- Work task -
Go line by line through the entries below and copy those containing the string "vegetation".

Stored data
*****

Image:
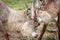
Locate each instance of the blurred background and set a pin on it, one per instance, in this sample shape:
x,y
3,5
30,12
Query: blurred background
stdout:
x,y
18,4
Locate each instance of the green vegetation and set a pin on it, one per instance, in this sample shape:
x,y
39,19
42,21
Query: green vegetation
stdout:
x,y
18,4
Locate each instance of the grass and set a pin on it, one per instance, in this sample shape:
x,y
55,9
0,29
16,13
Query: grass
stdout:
x,y
18,4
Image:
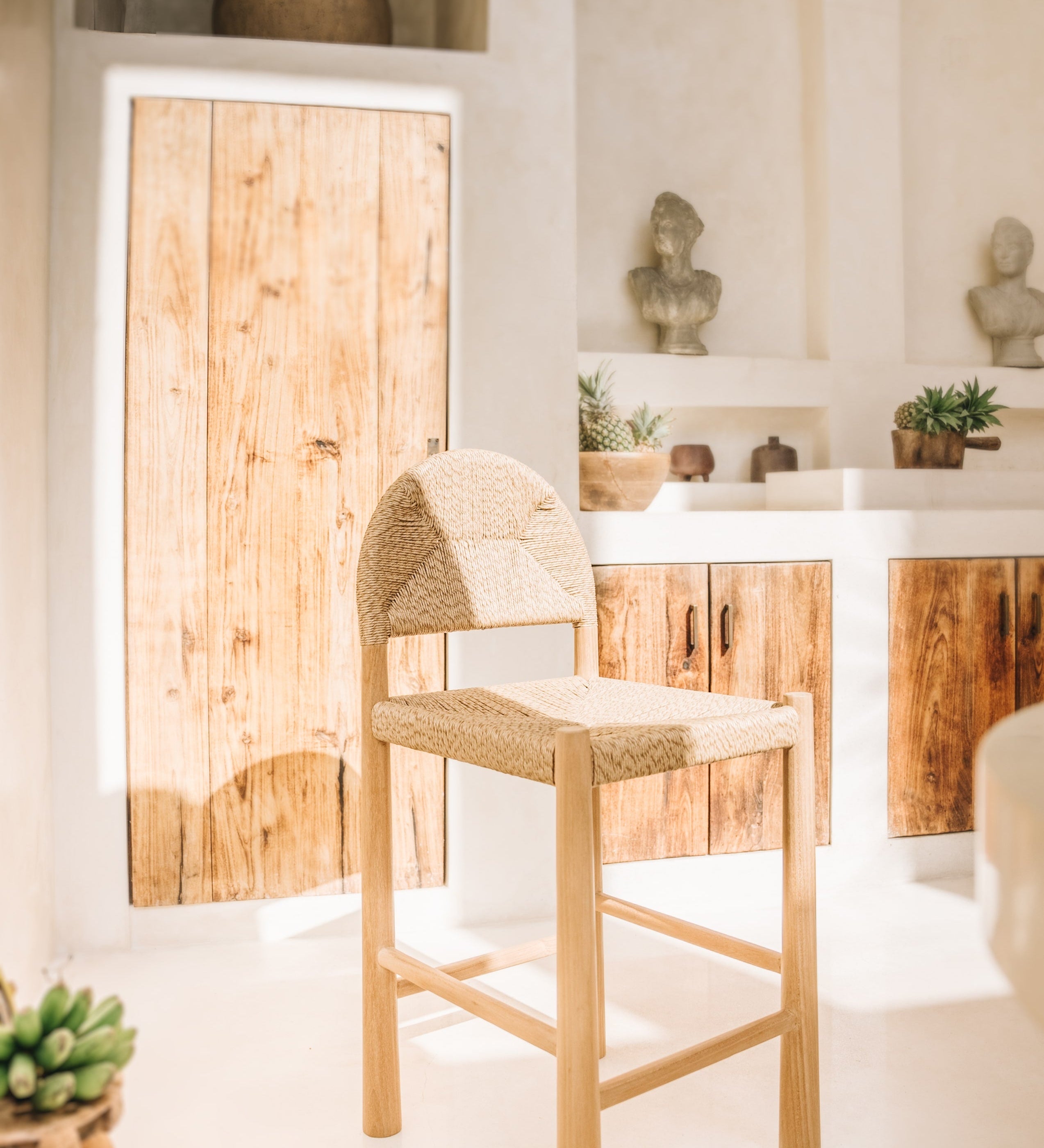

*****

- Worked solution -
Locate each instance of the green vegetation and set a pin on it, one per instance, in this sample shape:
Query: green vegetation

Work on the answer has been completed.